_PROVIDED DATA_
------------------------------------------------

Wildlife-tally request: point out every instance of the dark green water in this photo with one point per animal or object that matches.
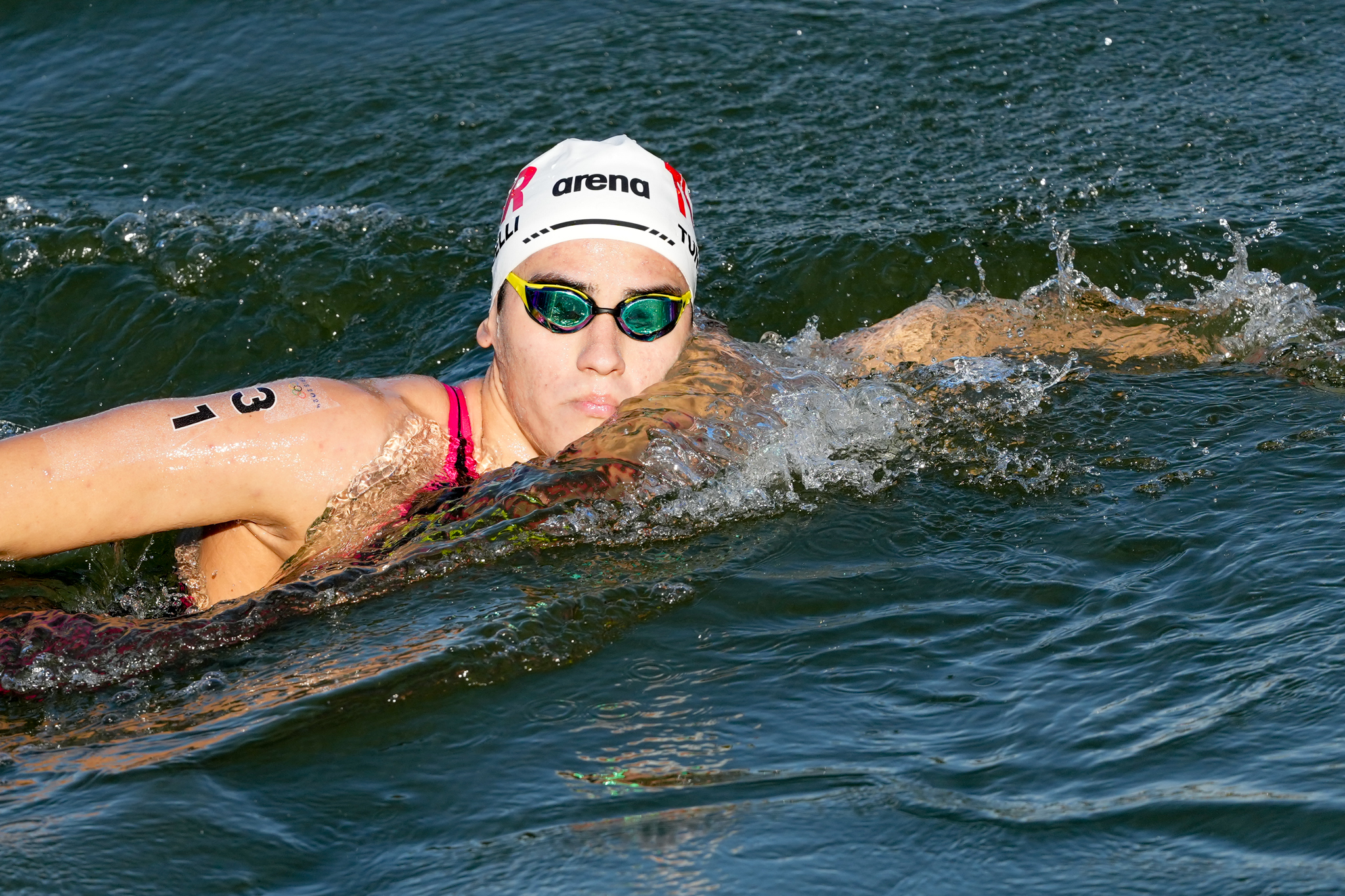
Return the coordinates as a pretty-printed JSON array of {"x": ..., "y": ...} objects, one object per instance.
[{"x": 942, "y": 687}]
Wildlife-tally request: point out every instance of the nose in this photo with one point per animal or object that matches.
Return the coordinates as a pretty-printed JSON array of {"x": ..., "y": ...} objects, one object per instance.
[{"x": 602, "y": 352}]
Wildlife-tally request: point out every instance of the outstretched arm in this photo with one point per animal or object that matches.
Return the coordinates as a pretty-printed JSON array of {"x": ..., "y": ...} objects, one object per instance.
[{"x": 268, "y": 456}]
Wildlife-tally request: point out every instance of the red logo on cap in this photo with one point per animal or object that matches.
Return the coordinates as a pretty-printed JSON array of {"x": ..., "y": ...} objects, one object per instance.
[
  {"x": 684, "y": 195},
  {"x": 516, "y": 194}
]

------------------------------------------------

_YOUR ASSIGNMENT_
Filter by the word "tally": copy every line of the data that holds it.

_TASK RESULT_
Wildlife-tally request: point out every instance of the dark green water in this photo with one point per animal or object that matches.
Wildlife-tally request: point out every instance of the nose in this photo with one point per animal or object that matches.
Wildlife-tally request: point out every instance of the outstretched arm in this photo with one point per animal or object that matches.
Wildlife-tally request: point out every instance of the red logo on cap in this photo with one point per animal or object that matches.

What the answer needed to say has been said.